(Data items)
☆ ☆ ☆ ☆
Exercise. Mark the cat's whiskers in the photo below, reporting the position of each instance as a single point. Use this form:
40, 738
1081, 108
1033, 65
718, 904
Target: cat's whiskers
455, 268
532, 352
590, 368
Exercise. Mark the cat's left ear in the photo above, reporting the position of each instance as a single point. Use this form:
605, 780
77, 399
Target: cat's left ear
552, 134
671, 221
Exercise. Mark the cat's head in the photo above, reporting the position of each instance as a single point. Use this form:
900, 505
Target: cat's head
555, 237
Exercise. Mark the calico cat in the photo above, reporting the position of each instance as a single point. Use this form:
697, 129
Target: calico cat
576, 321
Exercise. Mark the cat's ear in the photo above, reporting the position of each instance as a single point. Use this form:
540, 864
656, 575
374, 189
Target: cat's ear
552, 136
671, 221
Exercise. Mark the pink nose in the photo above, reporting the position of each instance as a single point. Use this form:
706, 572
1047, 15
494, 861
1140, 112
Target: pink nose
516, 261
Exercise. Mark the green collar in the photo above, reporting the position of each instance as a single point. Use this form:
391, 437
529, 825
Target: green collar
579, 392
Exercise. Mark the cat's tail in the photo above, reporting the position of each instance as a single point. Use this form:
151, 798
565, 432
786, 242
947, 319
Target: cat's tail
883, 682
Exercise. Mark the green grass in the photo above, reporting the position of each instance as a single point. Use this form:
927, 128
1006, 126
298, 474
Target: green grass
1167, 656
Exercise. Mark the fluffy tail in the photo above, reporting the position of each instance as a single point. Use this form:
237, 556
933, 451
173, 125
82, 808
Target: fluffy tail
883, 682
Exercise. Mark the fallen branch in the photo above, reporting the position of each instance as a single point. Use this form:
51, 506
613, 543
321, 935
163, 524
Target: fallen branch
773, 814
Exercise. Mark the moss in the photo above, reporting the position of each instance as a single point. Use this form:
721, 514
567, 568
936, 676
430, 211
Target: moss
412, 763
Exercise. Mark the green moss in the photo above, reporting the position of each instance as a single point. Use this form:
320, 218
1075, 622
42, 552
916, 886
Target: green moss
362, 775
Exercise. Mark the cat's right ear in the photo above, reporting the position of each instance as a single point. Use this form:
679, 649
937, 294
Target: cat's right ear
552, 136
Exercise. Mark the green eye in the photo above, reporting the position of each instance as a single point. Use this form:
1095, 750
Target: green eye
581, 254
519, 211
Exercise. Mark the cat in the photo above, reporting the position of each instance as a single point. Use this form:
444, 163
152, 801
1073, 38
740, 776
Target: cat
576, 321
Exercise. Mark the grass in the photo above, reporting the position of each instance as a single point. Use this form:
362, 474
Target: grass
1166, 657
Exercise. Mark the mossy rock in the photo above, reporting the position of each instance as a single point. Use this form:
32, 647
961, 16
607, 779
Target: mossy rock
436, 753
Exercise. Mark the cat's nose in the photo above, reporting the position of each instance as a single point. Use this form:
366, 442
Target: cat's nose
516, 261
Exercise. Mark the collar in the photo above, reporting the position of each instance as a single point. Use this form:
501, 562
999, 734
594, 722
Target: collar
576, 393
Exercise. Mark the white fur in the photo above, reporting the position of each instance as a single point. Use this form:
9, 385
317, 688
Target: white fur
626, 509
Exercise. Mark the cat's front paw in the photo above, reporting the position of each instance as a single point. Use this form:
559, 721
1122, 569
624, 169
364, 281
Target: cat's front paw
☆ ☆ ☆ ☆
What the exercise asks:
Reproduce verbatim every line of the records from the line containing "Exercise. Mark the white" through the final line.

Correct result:
Exercise. Mark the white fur in the photo above, reporting the position of each instance as a single point. Use this form:
9, 385
317, 688
Target: white fur
626, 509
Exercise. Mark the cat's front paw in the photo above, reporting the position of each instance as a single point. Use this form:
559, 721
1122, 569
624, 169
364, 281
Target: cat's front paw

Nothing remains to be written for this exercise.